Work item
Find the line containing "If you could point out the blue stripe". Reproduce it and every line after it up to the end of the records, exactly as written.

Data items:
______________________________
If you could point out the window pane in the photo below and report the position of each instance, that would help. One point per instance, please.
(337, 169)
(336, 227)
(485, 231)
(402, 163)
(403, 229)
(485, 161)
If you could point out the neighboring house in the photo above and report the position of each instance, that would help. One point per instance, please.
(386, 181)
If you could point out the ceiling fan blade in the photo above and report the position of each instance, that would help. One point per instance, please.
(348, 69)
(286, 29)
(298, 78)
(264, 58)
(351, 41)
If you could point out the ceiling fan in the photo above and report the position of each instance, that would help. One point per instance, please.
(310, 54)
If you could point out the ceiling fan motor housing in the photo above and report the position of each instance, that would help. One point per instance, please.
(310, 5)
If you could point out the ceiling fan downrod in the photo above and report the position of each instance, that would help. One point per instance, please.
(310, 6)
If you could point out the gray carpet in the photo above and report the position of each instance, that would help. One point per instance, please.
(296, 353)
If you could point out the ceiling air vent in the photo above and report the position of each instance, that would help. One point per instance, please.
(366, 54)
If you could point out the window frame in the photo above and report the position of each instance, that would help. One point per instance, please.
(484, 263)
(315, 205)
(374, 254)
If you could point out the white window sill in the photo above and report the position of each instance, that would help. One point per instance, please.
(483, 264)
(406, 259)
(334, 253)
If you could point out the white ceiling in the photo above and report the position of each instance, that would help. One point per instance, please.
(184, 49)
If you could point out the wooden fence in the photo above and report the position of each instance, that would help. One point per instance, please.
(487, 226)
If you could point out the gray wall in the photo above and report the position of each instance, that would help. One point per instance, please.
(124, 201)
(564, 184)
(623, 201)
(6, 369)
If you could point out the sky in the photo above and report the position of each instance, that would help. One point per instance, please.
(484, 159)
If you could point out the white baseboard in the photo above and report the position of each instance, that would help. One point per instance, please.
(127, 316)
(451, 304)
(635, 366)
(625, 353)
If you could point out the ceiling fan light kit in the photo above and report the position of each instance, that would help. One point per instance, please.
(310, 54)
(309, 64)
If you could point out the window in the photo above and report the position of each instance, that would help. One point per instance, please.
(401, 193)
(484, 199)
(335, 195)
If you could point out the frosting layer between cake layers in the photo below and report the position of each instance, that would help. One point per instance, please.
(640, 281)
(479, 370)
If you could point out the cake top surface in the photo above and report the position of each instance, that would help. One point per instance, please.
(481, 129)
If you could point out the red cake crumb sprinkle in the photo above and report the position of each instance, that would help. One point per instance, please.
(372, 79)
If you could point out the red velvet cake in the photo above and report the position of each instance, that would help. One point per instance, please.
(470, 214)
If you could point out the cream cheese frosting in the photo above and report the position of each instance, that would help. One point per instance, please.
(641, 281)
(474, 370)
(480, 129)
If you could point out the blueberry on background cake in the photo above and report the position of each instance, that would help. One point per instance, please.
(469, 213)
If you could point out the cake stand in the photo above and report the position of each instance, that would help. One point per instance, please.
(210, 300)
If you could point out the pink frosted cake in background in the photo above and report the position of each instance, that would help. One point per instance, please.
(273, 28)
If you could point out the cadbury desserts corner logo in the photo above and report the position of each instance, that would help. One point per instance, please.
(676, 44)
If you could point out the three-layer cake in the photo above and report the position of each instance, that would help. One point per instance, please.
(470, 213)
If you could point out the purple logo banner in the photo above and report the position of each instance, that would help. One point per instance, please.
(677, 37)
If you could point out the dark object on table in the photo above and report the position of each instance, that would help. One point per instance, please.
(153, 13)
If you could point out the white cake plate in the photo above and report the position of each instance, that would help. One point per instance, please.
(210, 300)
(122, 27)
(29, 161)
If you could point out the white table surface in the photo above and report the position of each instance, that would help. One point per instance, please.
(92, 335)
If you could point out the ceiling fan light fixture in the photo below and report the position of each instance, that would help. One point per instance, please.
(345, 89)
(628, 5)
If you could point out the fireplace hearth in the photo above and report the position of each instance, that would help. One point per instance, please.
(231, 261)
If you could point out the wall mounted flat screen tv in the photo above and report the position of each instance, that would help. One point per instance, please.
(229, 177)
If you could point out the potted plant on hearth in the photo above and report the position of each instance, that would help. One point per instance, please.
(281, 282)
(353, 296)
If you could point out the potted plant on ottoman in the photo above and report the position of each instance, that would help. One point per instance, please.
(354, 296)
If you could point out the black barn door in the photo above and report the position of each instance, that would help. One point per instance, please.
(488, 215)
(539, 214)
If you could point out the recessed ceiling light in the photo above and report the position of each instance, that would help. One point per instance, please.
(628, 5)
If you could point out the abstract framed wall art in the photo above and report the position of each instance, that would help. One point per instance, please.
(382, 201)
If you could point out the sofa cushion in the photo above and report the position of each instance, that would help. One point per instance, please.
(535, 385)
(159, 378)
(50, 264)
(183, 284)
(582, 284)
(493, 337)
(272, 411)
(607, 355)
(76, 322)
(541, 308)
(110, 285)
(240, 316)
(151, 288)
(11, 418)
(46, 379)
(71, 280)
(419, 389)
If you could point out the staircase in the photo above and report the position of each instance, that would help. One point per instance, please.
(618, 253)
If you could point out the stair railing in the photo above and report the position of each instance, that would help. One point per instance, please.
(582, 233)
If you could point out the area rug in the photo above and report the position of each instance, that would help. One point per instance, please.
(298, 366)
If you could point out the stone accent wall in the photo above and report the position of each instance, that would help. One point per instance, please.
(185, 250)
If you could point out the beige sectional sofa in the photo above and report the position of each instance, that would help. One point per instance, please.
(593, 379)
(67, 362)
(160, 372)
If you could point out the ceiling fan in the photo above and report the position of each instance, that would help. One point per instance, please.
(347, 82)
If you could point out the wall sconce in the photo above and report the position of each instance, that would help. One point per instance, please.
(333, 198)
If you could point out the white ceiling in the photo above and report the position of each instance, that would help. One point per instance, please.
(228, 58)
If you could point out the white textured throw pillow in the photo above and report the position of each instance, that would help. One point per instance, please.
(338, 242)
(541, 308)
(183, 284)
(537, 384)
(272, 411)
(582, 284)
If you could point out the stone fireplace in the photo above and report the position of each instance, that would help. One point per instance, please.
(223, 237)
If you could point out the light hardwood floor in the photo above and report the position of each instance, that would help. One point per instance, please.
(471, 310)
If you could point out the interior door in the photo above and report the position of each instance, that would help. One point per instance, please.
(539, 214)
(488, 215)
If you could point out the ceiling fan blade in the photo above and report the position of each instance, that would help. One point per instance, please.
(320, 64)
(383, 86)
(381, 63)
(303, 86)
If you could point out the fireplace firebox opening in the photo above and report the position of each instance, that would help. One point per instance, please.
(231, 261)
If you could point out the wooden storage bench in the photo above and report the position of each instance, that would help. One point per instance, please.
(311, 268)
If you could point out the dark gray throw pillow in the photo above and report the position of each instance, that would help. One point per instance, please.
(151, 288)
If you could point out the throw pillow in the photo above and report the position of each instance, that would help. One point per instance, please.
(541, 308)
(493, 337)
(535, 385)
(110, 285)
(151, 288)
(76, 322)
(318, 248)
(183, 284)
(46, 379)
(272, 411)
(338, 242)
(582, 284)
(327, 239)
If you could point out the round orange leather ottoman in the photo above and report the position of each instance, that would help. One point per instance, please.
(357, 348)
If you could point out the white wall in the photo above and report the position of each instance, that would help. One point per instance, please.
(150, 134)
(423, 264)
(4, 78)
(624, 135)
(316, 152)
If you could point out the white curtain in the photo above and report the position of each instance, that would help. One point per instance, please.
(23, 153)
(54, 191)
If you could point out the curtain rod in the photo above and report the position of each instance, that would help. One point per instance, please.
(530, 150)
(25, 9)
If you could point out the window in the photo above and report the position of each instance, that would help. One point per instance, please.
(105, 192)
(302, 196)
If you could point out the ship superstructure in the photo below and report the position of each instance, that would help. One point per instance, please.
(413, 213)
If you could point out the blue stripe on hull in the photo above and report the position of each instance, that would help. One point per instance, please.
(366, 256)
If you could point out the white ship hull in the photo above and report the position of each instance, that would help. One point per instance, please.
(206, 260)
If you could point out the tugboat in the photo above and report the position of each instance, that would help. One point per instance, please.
______________________________
Solved problem
If you could point out the blue stripe on hull in the photo above and report the position of each instance, that would help. One point per instance, please.
(366, 256)
If you could point out the white ship hull in the photo above and report the position of each instance, that would help. One point per instance, please.
(206, 260)
If you could point out the tugboat in the photo above and report the position of each instance, that would help. One point per instance, please.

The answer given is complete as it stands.